(Beginning of SUPPLIED PASSAGE)

In the pooled data problem the goal is to efficiently reconstruct a binary signal from additive measurements. Given a signal $\boldsymbol{\sigma}\in\left\{{0,1}\right\}^{n}$ , we can query multiple entries at once and get the total number of non-zero entries in the query as a result. We assume that queries are time-consuming and therefore focus on the setting where all queries are executed in parallel. For the regime where the signal is sparse such that $\left|{\left|{\boldsymbol{\sigma}}\right|}\right|_{1}=o(n)$ our results are twofold: First, we propose and analyze a simple and efficient greedy reconstruction algorithm. Secondly, we derive a sharp information-theoretic threshold for the minimum number of queries required to reconstruct $\boldsymbol{\sigma}$ with high probability. Our first result matches the performance guarantees of much more involved constructions (Karimi et al. 2019). Our second result extends a result of Alaoui et al. (2014) and Scarlett & Cevher (2017) who studied the pooled data problem for dense signals. Finally, our theoretical findings are complemented with empirical simulations. Our data not only confirm the information-theoretic thresholds but also hint at the practical applicability of our pooling scheme and the simple greedy reconstruction algorithm.

Index Terms:

Reconstruction, Sparse Signal, Pooled Data, Information Theory, Phase Transitions

I Introduction

We consider the binary pooled data problem with additive queries which is defined as follows. We are given a signal of length $n$ , a large vector $\boldsymbol{\sigma}\in\left\{{0,1}\right\}^{n}$ of Hamming weight $k$ and a querying method. Each query pools multiple entries of $\boldsymbol{\sigma}$ together and returns the exact number of non-zero entries contained in the pool (see Fig. 1 for an example). The goal is to reconstruct $\boldsymbol{\sigma}$ using as few queries as possible.

(End of SUPPLIED PASSAGE)
(Beginning of SOURCE DATA)

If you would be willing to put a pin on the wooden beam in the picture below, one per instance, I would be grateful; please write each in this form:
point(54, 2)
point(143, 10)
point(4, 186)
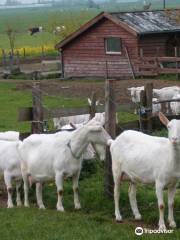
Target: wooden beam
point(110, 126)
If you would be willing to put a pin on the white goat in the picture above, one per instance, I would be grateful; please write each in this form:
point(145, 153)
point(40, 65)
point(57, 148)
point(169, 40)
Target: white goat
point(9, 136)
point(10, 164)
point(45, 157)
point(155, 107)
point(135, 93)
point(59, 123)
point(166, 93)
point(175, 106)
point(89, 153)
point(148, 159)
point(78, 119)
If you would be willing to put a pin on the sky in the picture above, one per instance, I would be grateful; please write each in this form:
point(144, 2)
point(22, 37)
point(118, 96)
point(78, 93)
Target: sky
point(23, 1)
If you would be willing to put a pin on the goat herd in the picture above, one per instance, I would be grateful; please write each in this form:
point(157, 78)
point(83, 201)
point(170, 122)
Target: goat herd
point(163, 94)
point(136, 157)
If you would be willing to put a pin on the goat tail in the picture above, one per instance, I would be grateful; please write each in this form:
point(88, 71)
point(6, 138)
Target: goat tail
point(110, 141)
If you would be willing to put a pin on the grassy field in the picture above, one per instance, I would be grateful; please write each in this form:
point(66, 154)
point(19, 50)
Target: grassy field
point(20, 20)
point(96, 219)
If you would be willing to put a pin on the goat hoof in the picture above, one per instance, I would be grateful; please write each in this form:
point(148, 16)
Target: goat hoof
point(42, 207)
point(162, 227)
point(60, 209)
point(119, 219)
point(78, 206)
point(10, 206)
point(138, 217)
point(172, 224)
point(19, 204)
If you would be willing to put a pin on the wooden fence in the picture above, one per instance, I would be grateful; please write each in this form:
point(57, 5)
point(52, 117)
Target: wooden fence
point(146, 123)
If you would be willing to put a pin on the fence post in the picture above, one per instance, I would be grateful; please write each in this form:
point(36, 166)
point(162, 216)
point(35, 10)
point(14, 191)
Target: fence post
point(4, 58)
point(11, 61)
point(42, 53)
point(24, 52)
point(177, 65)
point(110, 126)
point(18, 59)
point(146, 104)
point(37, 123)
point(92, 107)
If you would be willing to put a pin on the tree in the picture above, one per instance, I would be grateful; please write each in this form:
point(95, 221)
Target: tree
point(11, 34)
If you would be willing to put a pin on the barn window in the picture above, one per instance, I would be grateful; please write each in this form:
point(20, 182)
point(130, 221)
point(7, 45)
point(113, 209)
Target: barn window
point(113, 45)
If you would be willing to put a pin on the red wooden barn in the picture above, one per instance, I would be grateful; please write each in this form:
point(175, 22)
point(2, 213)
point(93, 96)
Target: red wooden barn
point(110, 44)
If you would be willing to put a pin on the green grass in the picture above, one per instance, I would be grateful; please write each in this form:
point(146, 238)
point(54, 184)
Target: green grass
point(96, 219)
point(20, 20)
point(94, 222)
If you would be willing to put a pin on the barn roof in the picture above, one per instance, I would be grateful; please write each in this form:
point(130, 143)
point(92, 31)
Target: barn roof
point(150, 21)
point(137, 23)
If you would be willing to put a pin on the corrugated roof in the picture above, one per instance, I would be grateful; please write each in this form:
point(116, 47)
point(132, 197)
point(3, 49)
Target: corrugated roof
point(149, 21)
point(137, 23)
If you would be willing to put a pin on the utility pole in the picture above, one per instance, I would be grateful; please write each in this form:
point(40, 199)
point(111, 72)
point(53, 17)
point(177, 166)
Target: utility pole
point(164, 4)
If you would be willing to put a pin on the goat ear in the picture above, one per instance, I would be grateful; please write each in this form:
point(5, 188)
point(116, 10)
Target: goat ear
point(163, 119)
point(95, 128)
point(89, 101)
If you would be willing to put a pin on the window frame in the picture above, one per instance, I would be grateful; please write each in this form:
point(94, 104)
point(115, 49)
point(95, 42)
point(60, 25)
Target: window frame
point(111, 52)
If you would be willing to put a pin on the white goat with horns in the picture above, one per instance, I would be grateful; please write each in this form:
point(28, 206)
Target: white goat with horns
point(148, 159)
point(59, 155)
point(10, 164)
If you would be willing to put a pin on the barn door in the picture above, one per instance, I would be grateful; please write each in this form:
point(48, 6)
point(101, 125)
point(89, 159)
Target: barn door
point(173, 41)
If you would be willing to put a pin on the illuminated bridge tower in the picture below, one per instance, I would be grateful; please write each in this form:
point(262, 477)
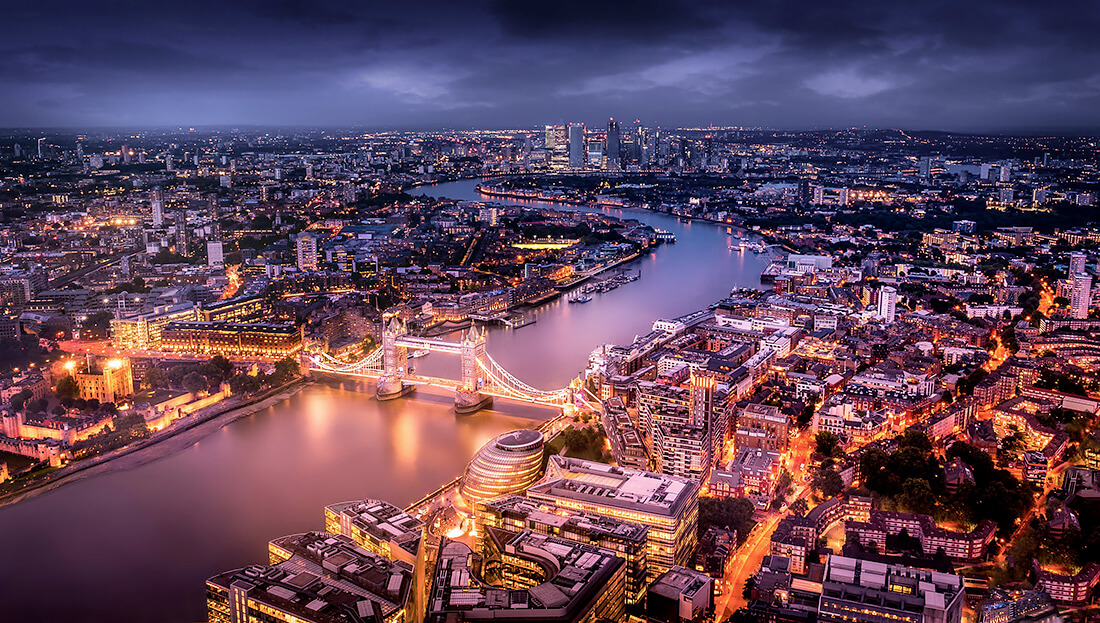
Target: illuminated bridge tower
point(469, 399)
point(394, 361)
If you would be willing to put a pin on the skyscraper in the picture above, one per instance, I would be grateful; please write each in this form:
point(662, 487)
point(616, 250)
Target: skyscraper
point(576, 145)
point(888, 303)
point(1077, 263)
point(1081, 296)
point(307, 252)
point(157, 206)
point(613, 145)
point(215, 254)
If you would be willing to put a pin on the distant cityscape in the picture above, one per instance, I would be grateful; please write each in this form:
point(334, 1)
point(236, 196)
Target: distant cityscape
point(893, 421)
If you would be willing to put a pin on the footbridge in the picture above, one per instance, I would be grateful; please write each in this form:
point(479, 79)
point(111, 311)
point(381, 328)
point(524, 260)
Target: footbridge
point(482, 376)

(End of SOURCE DATA)

(EXERCISES TO COMPLETE):
1. Reproduce the pooled data passage between "I Introduction" and "queries as possible.", inclusive.
2. In the pooled data passage, what does each query return?
3. Condense the paragraph of the pooled data passage that begins "We consider the binary pooled data problem" into a short list that keeps its main facts.
The records are separate material from the pooled data passage.

(TASK SOLUTIONS):
1.
I Introduction

We consider the binary pooled data problem with additive queries which is defined as follows. We are given a signal of length $n$ , a large vector $\boldsymbol{\sigma}\in\left\{{0,1}\right\}^{n}$ of Hamming weight $k$ and a querying method. Each query pools multiple entries of $\boldsymbol{\sigma}$ together and returns the exact number of non-zero entries contained in the pool (see Fig. 1 for an example). The goal is to reconstruct $\boldsymbol{\sigma}$ using as few queries as possible.

2. Each query returns the exact number of non-zero entries contained in the pool.

3.
- The problem is the binary pooled data problem with additive queries.
- Given: a signal of length n (a large binary vector σ of Hamming weight k) and a querying method.
- Each query pools several entries of σ and returns the exact number of non-zero entries in the pool.
- Goal: reconstruct σ with as few queries as possible.